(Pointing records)

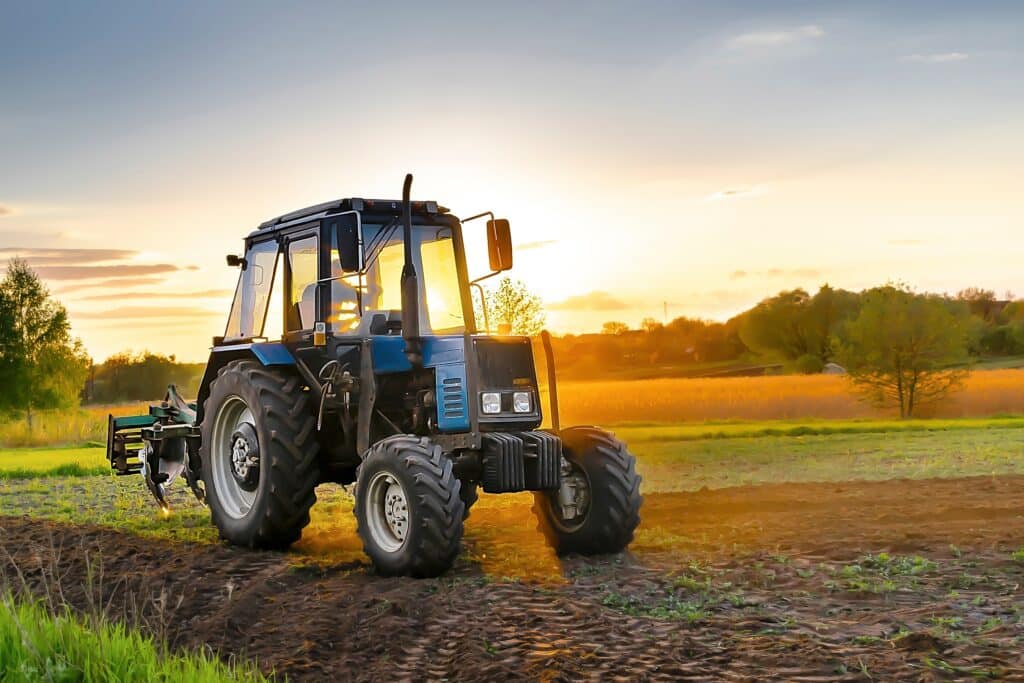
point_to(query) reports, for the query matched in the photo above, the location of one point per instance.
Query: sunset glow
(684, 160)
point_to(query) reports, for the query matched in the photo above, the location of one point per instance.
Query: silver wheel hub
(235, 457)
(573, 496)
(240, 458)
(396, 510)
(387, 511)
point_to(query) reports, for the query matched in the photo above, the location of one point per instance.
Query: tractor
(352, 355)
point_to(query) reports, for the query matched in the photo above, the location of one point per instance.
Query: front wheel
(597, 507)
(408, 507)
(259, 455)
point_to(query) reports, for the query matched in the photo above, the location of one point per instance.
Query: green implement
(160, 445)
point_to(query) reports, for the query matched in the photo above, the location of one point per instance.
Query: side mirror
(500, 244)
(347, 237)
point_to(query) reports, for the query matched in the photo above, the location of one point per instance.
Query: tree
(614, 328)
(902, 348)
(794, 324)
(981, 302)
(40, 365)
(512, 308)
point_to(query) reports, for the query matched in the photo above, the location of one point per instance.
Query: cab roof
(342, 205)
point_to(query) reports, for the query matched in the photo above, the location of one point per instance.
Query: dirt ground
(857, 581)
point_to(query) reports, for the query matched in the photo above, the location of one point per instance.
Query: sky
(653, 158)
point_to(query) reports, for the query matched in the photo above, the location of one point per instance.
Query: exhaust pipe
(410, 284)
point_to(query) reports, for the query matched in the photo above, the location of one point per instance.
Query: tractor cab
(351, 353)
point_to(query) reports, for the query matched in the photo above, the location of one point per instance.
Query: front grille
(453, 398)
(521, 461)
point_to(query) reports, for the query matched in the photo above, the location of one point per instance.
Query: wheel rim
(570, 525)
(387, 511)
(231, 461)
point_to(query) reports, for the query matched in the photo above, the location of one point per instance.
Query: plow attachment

What is being asked -> Quote every entry exactly, with the pictures omitted.

Task answer ->
point_to(query) reports, for the query matched in the photo above, the location of one point per instance.
Query: sunset glow
(684, 160)
point_to(query) reports, for the query matched in the photo above, the location of one point per instance.
Query: silver wheel hub
(235, 457)
(573, 496)
(240, 458)
(396, 510)
(387, 511)
point_to(query) reports, for the query matched in the photo above, the location of one point per instance.
Query: tractor
(352, 355)
point_to(query) reports, for the query matched in the photo above, the location of one point per instance.
Query: front wheel
(597, 507)
(408, 507)
(259, 455)
point_to(query) reports, for the query matched in the photo above, the location of one point per instance.
Query: green implement
(160, 445)
point_to(query) reports, for the query matched in the photo above, the location of one point per instance.
Query: side mirror
(500, 244)
(347, 237)
point_to(query) reports, for the query matched in the photo above, the location of one point per instance.
Query: tree
(614, 328)
(902, 348)
(794, 324)
(981, 302)
(40, 365)
(512, 308)
point_to(query) reports, for the query matched in the photo above, the location of one point per instance.
Query: cab roof
(342, 205)
point_to(query) reports, for the query matched in the photo above, the location of one point per instance.
Query: dirt ground
(857, 581)
point_to(query) reports, for the query matched in the photo above, the location of one point per instance.
Query: sky
(653, 158)
point_to(query) reports, for the query matched in the photo above, the location of one point per instance.
Query: exhaust pipe
(410, 284)
point_to(query) reports, for the query matched in the photo above, the location of one point per instance.
Query: tractor cab
(351, 353)
point_to(query) reports, for the query matched in the photo above, the location of one point per instance.
Query: front grille
(453, 398)
(521, 461)
point_to(query) reports, for the query matched in the photo above, the location of one point per instance.
Query: wheel rim
(570, 525)
(387, 511)
(231, 461)
point_to(query) reports, for the query matched in the photo above, the location of one point per instance.
Query: plow attachment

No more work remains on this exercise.